SUPPLIED RECORDS:
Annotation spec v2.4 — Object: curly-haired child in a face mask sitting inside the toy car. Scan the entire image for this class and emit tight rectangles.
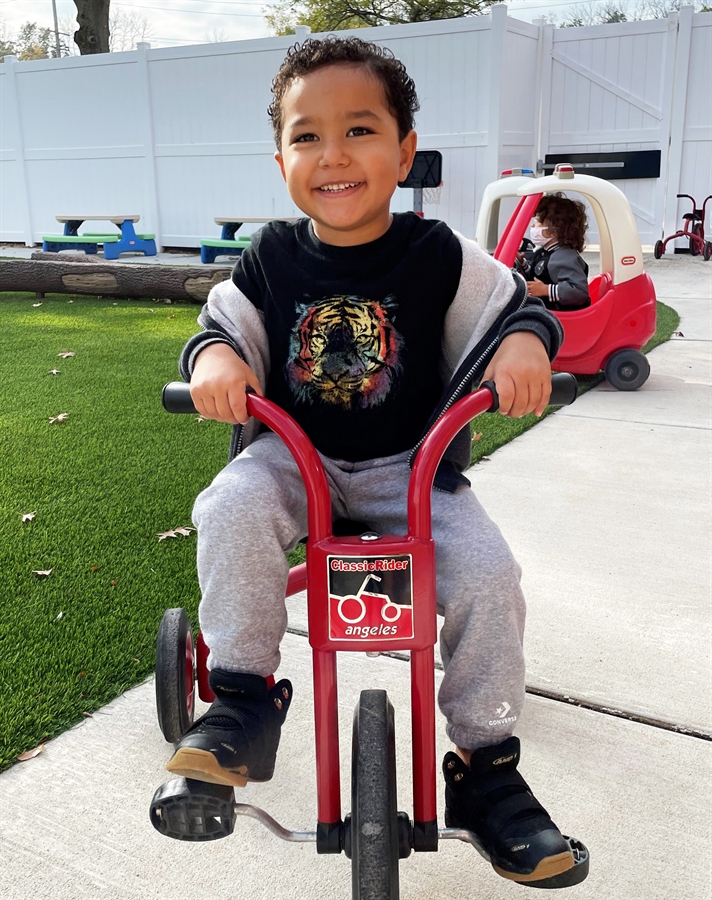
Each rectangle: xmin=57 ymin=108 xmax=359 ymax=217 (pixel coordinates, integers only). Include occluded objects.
xmin=518 ymin=194 xmax=591 ymax=311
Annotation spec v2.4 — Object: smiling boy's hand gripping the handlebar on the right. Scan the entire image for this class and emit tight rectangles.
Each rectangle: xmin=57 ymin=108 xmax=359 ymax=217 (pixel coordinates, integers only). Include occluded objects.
xmin=482 ymin=331 xmax=551 ymax=419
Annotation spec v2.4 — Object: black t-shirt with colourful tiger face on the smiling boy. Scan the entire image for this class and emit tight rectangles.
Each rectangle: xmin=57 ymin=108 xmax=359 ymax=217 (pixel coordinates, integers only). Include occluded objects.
xmin=233 ymin=213 xmax=462 ymax=462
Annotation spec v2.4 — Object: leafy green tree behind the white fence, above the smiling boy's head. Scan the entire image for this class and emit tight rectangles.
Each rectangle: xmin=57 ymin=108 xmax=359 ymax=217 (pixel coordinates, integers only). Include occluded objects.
xmin=265 ymin=0 xmax=498 ymax=34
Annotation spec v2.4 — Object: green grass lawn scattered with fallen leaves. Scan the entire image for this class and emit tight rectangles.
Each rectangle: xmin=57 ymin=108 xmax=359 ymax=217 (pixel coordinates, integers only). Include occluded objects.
xmin=0 ymin=294 xmax=677 ymax=769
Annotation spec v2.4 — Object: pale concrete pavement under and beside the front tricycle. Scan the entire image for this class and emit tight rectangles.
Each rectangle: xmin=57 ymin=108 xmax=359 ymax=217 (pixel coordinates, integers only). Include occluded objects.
xmin=0 ymin=256 xmax=712 ymax=900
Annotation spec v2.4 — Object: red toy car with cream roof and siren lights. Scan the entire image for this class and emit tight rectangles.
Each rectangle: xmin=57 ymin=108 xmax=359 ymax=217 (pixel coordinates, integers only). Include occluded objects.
xmin=476 ymin=163 xmax=656 ymax=391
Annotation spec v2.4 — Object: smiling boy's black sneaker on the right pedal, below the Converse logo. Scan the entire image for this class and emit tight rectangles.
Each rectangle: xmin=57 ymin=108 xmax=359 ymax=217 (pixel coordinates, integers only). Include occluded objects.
xmin=443 ymin=737 xmax=574 ymax=883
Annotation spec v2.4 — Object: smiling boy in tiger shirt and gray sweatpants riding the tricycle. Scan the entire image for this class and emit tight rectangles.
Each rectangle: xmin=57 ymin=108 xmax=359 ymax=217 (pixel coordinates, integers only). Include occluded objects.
xmin=167 ymin=38 xmax=573 ymax=882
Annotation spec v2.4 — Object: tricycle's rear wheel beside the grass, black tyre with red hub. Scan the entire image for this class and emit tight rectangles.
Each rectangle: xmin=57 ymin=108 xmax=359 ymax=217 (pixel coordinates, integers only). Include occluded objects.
xmin=156 ymin=608 xmax=195 ymax=744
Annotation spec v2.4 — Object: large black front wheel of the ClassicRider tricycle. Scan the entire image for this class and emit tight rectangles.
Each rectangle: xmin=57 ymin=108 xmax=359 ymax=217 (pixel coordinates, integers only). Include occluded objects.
xmin=350 ymin=691 xmax=399 ymax=900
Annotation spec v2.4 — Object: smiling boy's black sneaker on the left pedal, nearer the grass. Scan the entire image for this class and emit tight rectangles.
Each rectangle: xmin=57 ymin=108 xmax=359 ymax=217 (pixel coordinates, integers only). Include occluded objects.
xmin=166 ymin=669 xmax=292 ymax=787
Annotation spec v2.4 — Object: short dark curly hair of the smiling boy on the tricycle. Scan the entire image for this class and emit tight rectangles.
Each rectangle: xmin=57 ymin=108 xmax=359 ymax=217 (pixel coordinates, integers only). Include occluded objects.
xmin=267 ymin=37 xmax=420 ymax=149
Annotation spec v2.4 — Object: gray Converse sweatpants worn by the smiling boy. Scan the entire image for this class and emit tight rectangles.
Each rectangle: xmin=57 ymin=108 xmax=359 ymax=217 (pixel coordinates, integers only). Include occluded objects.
xmin=193 ymin=434 xmax=525 ymax=749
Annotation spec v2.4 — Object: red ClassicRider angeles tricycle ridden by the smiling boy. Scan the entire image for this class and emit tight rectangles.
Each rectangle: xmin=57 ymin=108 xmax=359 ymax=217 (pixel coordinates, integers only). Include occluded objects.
xmin=150 ymin=374 xmax=589 ymax=900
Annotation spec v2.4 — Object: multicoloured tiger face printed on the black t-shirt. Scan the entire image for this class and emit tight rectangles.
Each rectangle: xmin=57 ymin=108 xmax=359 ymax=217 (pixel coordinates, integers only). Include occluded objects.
xmin=285 ymin=295 xmax=403 ymax=409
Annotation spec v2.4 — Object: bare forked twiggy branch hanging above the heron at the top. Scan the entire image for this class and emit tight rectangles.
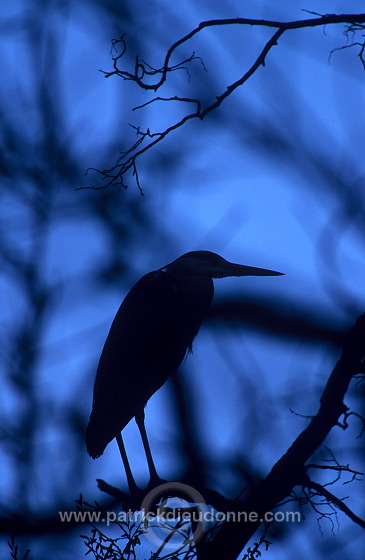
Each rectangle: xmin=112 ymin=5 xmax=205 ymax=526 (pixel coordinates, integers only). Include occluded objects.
xmin=84 ymin=12 xmax=365 ymax=194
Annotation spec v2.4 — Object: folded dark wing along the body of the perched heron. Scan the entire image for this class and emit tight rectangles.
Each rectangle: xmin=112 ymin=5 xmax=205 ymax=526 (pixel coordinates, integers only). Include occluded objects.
xmin=86 ymin=271 xmax=183 ymax=457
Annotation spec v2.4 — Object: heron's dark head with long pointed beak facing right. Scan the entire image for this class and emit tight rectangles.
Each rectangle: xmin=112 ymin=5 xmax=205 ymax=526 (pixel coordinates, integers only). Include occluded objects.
xmin=161 ymin=251 xmax=283 ymax=278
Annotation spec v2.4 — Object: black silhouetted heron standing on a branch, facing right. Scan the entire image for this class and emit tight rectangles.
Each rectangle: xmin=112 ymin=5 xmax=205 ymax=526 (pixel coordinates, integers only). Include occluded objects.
xmin=86 ymin=251 xmax=282 ymax=492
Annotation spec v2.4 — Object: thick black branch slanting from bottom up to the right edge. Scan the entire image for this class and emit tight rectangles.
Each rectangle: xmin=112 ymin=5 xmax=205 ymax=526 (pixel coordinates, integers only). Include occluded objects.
xmin=198 ymin=314 xmax=365 ymax=560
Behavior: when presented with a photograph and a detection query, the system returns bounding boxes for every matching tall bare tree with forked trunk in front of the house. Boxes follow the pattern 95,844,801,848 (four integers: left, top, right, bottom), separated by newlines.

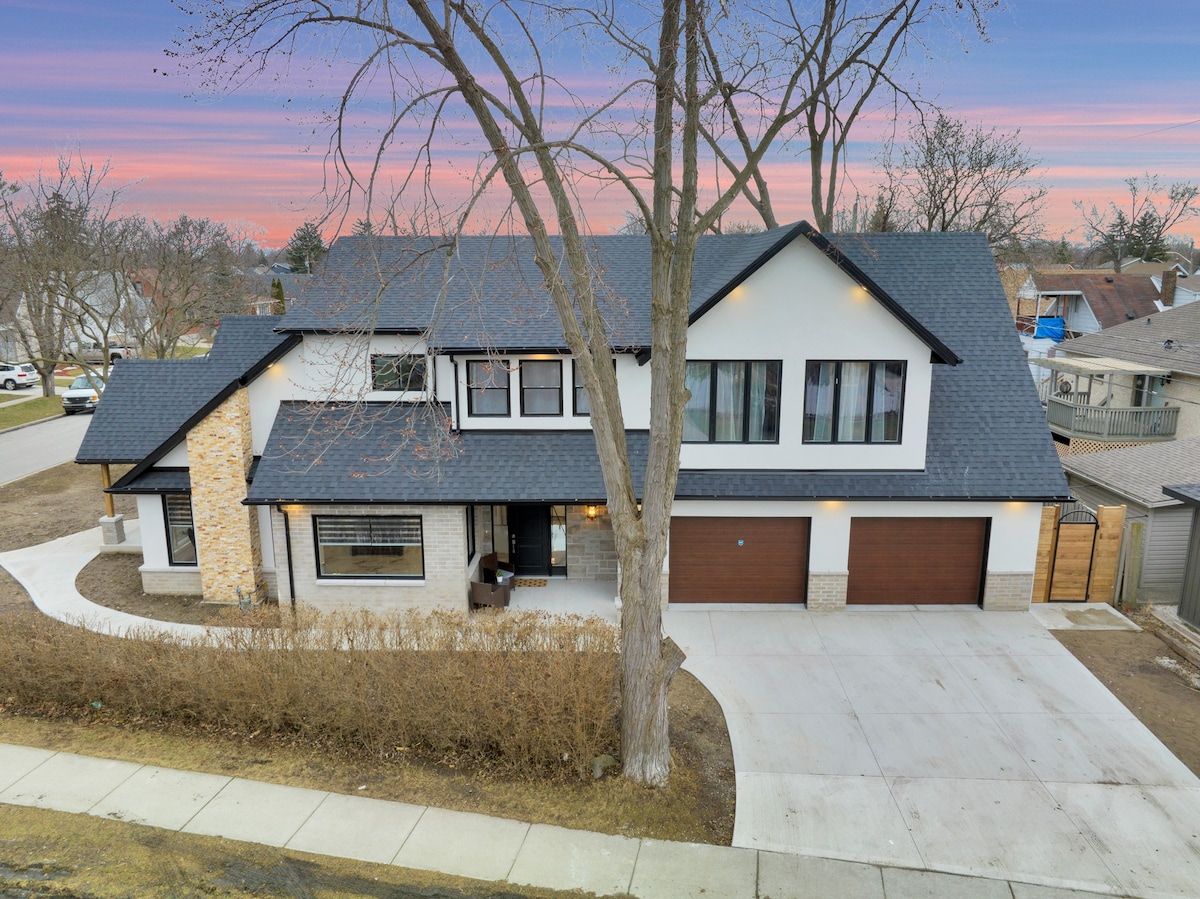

WORK TO COMPLETE:
Lines with "ClassicRider" in them are what the answer must contain; copy each from the records above.

REPLY:
Annotation spec v2.4 — Object: large black front wheel of the ClassicRider tricycle. Scan the entire image for this class and emit tight rectangles.
Annotation spec v2.4 — Object: red ClassicRider angeles tricycle ridden by the smiling boy. Scan the entire image for this class and emit tight rectangles.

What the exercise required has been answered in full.